— start Dataset extract —

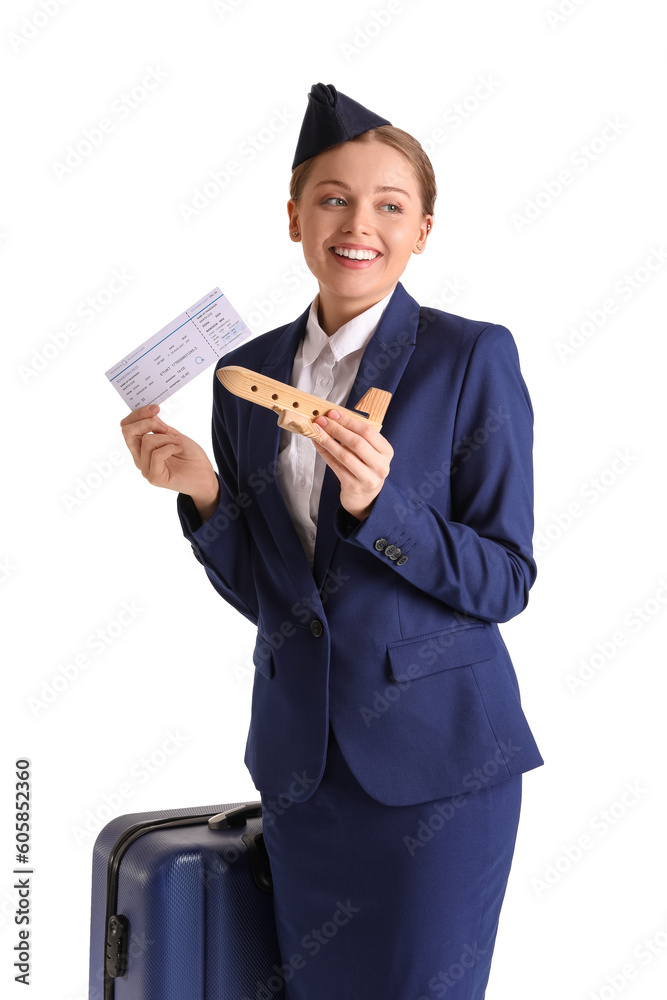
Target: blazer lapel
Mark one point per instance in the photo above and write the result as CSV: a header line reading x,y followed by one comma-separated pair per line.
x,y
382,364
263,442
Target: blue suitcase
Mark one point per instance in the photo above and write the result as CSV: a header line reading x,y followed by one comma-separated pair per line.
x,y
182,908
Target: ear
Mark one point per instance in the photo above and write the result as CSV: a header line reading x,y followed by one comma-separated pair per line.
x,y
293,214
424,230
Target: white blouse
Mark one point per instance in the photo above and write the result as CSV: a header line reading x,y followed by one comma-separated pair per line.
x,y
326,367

— end Dataset extract —
— start Dataset extract —

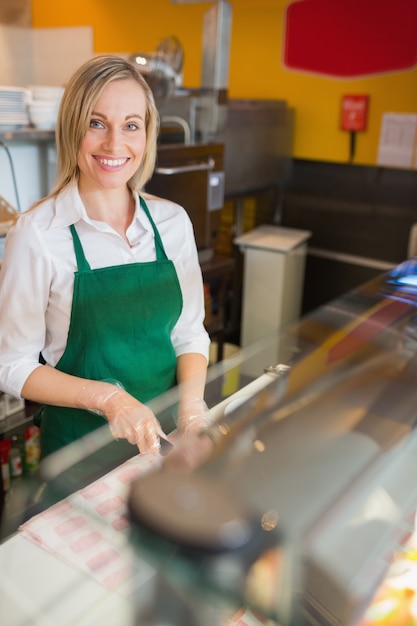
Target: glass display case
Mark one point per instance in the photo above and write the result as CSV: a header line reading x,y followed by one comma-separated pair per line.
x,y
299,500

— end Dataset extract —

What you will do ▸ Return every row above that contains the string "Target", matching case exactly.

Solved problem ▸
Target: blazer lapel
Target: blue suitcase
Target: ear
Target: white blouse
Target: glass display case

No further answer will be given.